ТЕКСТ:
Какая версия ЗИПа? если 7zip и ниже, а Сергей архивнул версией выше, возможно такое. Либо качните еще раз, может просто из за сбоя связи архив скачался битый.

----------


## Scale-Master

всё! рассикретил!
у меня вообще ZIP 8.0 стоит, а из-за этого перца пришлось экстра эту 7-Zip прогу на комп заганять.

----------


## Петр Берестовой

Поставьте версию 10, этот хавает все=)

----------


## Nazar

> а вообще от кого этот птиц? ревеловский или монограмовский или от обоих?


Это одна модель m именно из нее я свой пепелац и строил.

----------


## Scale-Master

> Это одна модель m именно из нее я свой пепелац и строил.


я знаю что это одна и таже модель, просто хотел возраст коробки узнать. 

было на скока мне известно:

1 ревеловский (первый), потом 2 вида от монограм, потом 1 ревел/моно и в заключении ещё один ревеловский (уже современный, на коробке указан как f-102a ).

в моей коллекции два вида: это рев/моно и ревел этот последний 102а.

поэтому было интересно узнать какой у тебя был.

----------


## Nazar

А , если в этой стези , тогда маленько тебя поправлю 
были следующие модели 
1) Монограмм F-102 case X ( крыло без крутки )
2) Ревелл F-102 case X ( именно эта модель у меня )
3) Монограмм F-102 case XX ( выпускалась лимитированной серией , является раритетом )
4) Хасегава F-102 case X ( перепаковка Монограма )

Модели отличались друг от друга , только оригинальной упаковкой и деколями
Других вариантов F-102 в 48м не было,

----------


## Scale-Master

> А , если в этой стези , тогда маленько тебя поправлю 
> были следующие модели 
> 1) Монограмм F-102 case X ( крыло без крутки )
> 2) Ревелл F-102 case X ( именно эта модель у меня )
> 3) Монограмм F-102 case XX ( выпускалась лимитированной серией , является раритетом )
> 4) Хасегава F-102 case X ( перепаковка Монограма )
> 
> Модели отличались друг от друга , только оригинальной упаковкой и деколями
> Других вариантов F-102 в 48м не было,


да я точно в подробности невдавался, может оно так и есть как ты пишешь, говорю что просто хотел узнать какая версия упаковки была.

я вот тут жду уже не дождусь когда мой л-29 в 32 размере подкатит... уже неделя прошла как заказал... знаю что еще недели 4 ждать - вот это плохо! для нервов плохо!

----------


## Nazar

> я вот тут жду уже не дождусь когда мой л-29 в 32 размере подкатит... уже неделя прошла как заказал... знаю что еще недели 4 ждать - вот это плохо! для нервов плохо!


Неужели чехи L-29  в 32м замутили , первый раз слышу  :Confused:

----------


## Scale-Master

> Неужели чехи L-29  в 32м замутили , первый раз слышу


брал здесь:

http://www.coopersmodels.com/catalog...19/5952266.htm

правда как позже выяснилось... сам себя примерно на 20 баксов надул...

ЗАДАНИЯ:
1. Какую версию ZIP советует поставить Петр Берестовой в тексте?
2. Замените в тексте «прогу» на «программу» и приведите отрывок, начиная со слов «всё! рассикретил!» и далее до слов «этот хавает все=)».
3. Соответствуют ли тексту следующие утверждения? (а) По словам Nazar, Монограмм F-102 case XX выпускалась лимитированной серией. (б) Хасегава F-102 case X названа перепаковкой Ревелла. (в) Scale-Master заказал свой л-29 две недели назад. На каждое ответьте «да» или «нет» и процитируйте решающие слова текста.

ЗАПИСАННЫЕ ДАННЫЕ:
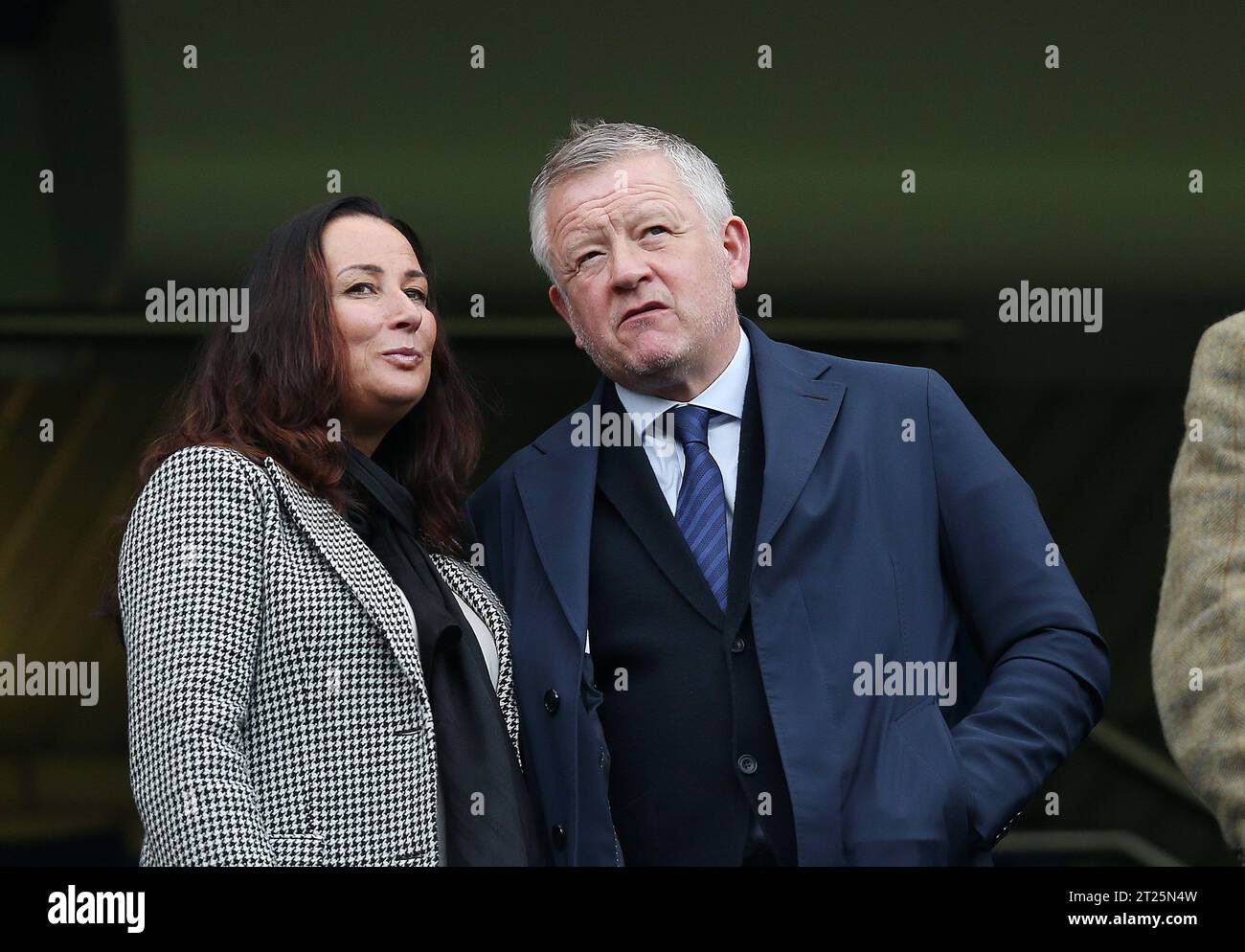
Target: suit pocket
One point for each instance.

ОТВЕТЫ К ЗАДАНИЯМ:
1. Версию 10.

2.
всё! рассикретил!
у меня вообще ZIP 8.0 стоит, а из-за этого перца пришлось экстра эту 7-Zip программу на комп заганять.

----------


## Петр Берестовой

Поставьте версию 10, этот хавает все=)

3.
(а) Да: «выпускалась лимитированной серией».
(б) Нет: «перепаковка Монограма».
(в) Нет: «уже неделя прошла как заказал».